▸ **Dataset**:

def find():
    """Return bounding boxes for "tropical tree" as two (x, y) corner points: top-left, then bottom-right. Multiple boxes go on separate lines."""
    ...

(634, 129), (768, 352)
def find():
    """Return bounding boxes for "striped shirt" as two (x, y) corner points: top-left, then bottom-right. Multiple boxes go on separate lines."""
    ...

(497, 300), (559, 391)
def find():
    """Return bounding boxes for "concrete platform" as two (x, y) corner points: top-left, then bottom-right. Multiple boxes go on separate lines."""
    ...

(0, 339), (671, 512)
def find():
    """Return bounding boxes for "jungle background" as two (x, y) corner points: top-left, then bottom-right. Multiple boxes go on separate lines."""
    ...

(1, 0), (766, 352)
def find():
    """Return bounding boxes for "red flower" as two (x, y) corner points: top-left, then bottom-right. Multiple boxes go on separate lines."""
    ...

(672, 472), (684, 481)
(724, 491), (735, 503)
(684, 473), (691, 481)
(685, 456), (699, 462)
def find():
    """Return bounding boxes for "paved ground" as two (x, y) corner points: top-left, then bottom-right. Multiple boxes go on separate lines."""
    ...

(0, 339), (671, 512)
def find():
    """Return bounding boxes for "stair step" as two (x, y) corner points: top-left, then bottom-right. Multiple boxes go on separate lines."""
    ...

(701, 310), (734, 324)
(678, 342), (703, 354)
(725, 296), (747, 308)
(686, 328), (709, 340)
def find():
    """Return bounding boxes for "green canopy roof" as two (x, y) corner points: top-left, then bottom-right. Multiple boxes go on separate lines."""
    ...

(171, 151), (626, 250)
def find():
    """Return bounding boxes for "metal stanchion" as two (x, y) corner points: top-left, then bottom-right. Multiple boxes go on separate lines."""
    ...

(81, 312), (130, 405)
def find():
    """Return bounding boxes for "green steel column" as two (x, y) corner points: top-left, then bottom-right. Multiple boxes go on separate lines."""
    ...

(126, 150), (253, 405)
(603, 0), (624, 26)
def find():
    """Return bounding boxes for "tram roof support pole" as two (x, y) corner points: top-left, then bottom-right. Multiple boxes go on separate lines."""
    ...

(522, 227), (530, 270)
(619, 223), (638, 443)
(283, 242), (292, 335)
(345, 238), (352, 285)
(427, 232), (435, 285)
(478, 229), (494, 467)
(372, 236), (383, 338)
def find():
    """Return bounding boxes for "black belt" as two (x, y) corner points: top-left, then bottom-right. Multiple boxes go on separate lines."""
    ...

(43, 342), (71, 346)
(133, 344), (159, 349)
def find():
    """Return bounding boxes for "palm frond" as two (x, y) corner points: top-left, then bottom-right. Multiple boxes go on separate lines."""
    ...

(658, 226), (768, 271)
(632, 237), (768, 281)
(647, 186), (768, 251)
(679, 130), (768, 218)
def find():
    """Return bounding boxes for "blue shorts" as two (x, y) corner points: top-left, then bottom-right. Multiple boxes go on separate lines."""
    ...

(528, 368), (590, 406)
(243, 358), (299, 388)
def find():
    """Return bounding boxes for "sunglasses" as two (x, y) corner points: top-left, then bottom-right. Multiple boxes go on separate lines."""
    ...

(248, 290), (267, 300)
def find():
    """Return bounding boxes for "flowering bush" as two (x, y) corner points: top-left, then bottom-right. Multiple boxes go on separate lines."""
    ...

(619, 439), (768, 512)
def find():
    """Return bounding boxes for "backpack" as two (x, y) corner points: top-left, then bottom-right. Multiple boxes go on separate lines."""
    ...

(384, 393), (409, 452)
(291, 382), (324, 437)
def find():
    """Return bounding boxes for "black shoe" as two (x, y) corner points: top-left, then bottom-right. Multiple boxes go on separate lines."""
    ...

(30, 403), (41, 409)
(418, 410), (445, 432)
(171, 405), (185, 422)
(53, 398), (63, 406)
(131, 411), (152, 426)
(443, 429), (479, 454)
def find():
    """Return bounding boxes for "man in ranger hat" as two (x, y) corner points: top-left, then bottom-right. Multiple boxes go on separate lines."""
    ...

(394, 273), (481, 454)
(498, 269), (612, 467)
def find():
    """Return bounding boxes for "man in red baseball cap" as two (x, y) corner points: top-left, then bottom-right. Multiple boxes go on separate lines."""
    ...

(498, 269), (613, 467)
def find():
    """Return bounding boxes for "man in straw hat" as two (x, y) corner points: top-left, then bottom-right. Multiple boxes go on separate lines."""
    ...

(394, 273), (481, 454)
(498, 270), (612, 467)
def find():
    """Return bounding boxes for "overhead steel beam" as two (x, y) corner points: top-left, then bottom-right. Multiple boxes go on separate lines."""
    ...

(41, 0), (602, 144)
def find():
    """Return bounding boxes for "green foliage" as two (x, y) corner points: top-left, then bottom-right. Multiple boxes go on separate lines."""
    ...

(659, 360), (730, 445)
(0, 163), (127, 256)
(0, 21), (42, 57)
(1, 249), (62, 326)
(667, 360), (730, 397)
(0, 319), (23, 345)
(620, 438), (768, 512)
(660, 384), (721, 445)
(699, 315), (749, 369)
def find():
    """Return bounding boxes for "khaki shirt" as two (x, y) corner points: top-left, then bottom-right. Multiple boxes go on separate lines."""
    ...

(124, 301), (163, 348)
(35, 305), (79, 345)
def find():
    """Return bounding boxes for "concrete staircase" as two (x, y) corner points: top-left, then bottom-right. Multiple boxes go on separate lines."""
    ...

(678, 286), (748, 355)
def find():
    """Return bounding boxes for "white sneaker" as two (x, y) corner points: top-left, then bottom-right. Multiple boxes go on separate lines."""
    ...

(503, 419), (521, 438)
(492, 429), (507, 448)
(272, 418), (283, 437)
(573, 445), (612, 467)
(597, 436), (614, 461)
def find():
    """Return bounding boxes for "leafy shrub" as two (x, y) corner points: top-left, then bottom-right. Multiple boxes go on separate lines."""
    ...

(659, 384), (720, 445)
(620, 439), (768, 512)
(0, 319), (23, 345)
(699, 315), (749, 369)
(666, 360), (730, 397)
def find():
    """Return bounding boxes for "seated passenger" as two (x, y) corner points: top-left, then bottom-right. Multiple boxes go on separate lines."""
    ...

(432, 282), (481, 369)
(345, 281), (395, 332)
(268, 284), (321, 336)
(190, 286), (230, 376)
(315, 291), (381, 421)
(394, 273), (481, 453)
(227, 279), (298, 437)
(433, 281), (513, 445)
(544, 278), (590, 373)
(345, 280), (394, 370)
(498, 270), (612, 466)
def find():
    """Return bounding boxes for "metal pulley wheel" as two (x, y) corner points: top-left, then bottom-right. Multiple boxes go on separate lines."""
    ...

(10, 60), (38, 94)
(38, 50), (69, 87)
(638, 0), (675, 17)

▸ **How to complete this task**: Reproduce the entries above in full, precisely as written.

▸ **Problem solution**:
def find():
    """Return bounding boxes for "tropical tree" as two (x, y) corner points: top-left, then bottom-right. Multiple boxes go on separate lines."""
    ...

(634, 129), (768, 352)
def find():
    """Return bounding boxes for "striped shirt" as two (x, y) corner points: top-left, then bottom-right. Multiple boxes go on separate lines."""
    ...

(497, 300), (559, 391)
def find():
    """Return bounding boxes for "concrete platform" as two (x, y) corner points: top-left, then bottom-right. Multiple boxes go on separate lines."""
    ...

(0, 339), (671, 512)
def find():
    """Return bounding boxes for "jungle background" as two (x, y) corner points: top-left, then bottom-right. Multiple boxes go on separate lines."""
    ...

(1, 0), (766, 352)
def find():
    """Return bounding boxes for "red flower" as two (x, y) corner points: top-left, then bottom-right. Multiple boxes go on separate lines."""
    ...

(672, 472), (684, 481)
(724, 491), (735, 503)
(684, 473), (691, 481)
(685, 456), (699, 462)
def find():
    """Return bounding boxes for "paved ground" as two (x, y) corner points: top-left, then bottom-right. Multiple boxes go on separate lines."""
    ...

(0, 339), (671, 512)
def find():
    """Return bounding boxes for "stair step" as two (x, y) corner points: top-left, then bottom-right. Multiple boxes go on separate lines."""
    ...

(701, 310), (734, 324)
(678, 342), (703, 354)
(725, 296), (747, 308)
(686, 328), (709, 340)
def find():
    """Return bounding boxes for "green canopy roof" as two (x, y) corner points: top-left, then bottom-right. Multiple boxes go on separate lines."""
    ...

(171, 151), (626, 250)
def find():
    """Return bounding boxes for "metal stanchion" as two (x, y) corner points: top-left, then bottom-right. Multiple boxes go on separate lines."""
    ...

(81, 312), (130, 405)
def find():
    """Return bounding boxes for "green steel column" as two (x, y) corner points: top-left, then bottom-right. Multiple boxes go on separate lines."""
    ...

(126, 150), (253, 405)
(603, 0), (624, 26)
def find():
    """Return bounding boxes for "tram roof support pole" as two (x, y) corner points: top-left, then bottom-right. Multiple boxes go on separate lines."""
    ...

(522, 227), (530, 270)
(619, 223), (638, 443)
(283, 242), (292, 335)
(345, 238), (352, 285)
(427, 232), (435, 285)
(478, 229), (494, 467)
(372, 236), (383, 338)
def find():
    """Return bounding boxes for "black belt" as two (x, y) corner points: top-left, then bottom-right. Multiple boxes go on separate lines."""
    ...

(43, 342), (71, 346)
(133, 344), (159, 349)
def find():
    """Return bounding boxes for "palm frond" as two (x, y) corner points: top-left, then bottom-right. Multiple boxes go on separate lines."""
    ...

(658, 226), (768, 271)
(632, 237), (768, 281)
(647, 186), (768, 251)
(679, 130), (768, 218)
def find():
    """Return bounding boxes for "blue shorts" as two (x, y) corner points: top-left, then bottom-right. Multiple boxes go on separate lines."""
    ...

(528, 368), (590, 406)
(243, 358), (299, 388)
def find():
    """Return bounding boxes for "sunglasses" as two (x, y) corner points: top-left, then bottom-right. Multiple boxes go on separate lines."""
    ...

(248, 290), (267, 300)
def find():
    """Return bounding boxes for "flowering bush" as two (x, y) corner points: top-left, then bottom-right. Multiple boxes go on separate lines."""
    ...

(619, 439), (768, 512)
def find():
    """Return bounding boxes for "backpack" as two (x, y) corner points: top-left, then bottom-right. Multiple boxes go on separate lines."""
    ...

(384, 393), (409, 452)
(291, 382), (324, 437)
def find():
    """Return bounding boxes for "black shoe" as two (x, y) corner points: top-left, then bottom-right. Multiple boxes go on separate lines."""
    ...

(30, 403), (41, 409)
(418, 410), (445, 432)
(171, 405), (185, 422)
(53, 398), (63, 406)
(131, 411), (152, 426)
(443, 429), (479, 454)
def find():
    """Return bounding boxes for "man in ranger hat" as two (x, y) corner points: top-left, then bottom-right. Multiple boxes go on separate lines."""
    ...

(394, 273), (481, 454)
(498, 269), (612, 467)
def find():
    """Return bounding boxes for "man in red baseball cap" as two (x, y) corner points: top-left, then bottom-right. Multiple boxes go on separate lines."""
    ...

(498, 269), (613, 467)
def find():
    """Return bounding boxes for "man in straw hat" as two (x, y) corner points: top-left, then bottom-right. Multiple boxes go on separate lines."""
    ...

(394, 273), (481, 454)
(498, 270), (612, 467)
def find():
    """Return bounding boxes for "overhead steel beam" as two (x, y) corner points: top-left, then bottom-right. Multiple boxes go on separate lines."""
    ...

(41, 0), (602, 144)
def find():
    """Return bounding boxes for "green foliage" as two (x, y) corner points: top-left, then bottom-right. Multiple boxes go on separate lines."""
    ...

(659, 360), (730, 445)
(0, 163), (127, 256)
(0, 21), (42, 57)
(1, 249), (62, 326)
(667, 360), (730, 397)
(0, 319), (23, 345)
(620, 438), (768, 512)
(660, 384), (721, 445)
(699, 315), (749, 369)
def find():
    """Return bounding boxes for "khaki shirt" as two (x, y) corner points: top-left, then bottom-right. Multiple boxes go on separate lines."""
    ...

(124, 301), (163, 348)
(35, 305), (79, 345)
def find():
    """Return bounding boxes for "concrete staircase" as two (x, y) corner points: top-left, then bottom-right. Multiple boxes go on separate lines."""
    ...

(678, 286), (748, 355)
def find():
    """Return bounding boxes for "white sneaker" as two (x, y) corner points: top-left, then bottom-right. Multiple boxes go on separate lines."""
    ...

(503, 419), (521, 438)
(492, 429), (507, 448)
(272, 418), (283, 437)
(573, 445), (612, 467)
(597, 436), (614, 461)
def find():
    """Return bounding boxes for "leafy shrub" as two (x, y) corner points: top-left, then bottom-right. Multiple boxes go on separate lines."""
    ...

(659, 384), (720, 445)
(620, 439), (768, 512)
(0, 319), (23, 345)
(699, 315), (749, 369)
(666, 360), (730, 397)
def find():
    """Return bounding boxes for "seated passenger" as two (x, y) corner points: top-left, then bottom-right. Multiple boxes go on separate lines."""
    ...

(432, 282), (481, 369)
(345, 281), (395, 332)
(268, 284), (321, 336)
(190, 286), (230, 376)
(315, 291), (381, 421)
(394, 273), (481, 453)
(227, 279), (298, 437)
(433, 281), (513, 445)
(544, 278), (590, 373)
(345, 280), (394, 370)
(498, 270), (612, 466)
def find():
    """Return bounding boxes for "metal pulley wheel" as two (x, y) corner points: top-left, then bottom-right. Multiple boxes go on separate lines."""
    ...

(10, 60), (38, 94)
(38, 50), (69, 87)
(638, 0), (675, 17)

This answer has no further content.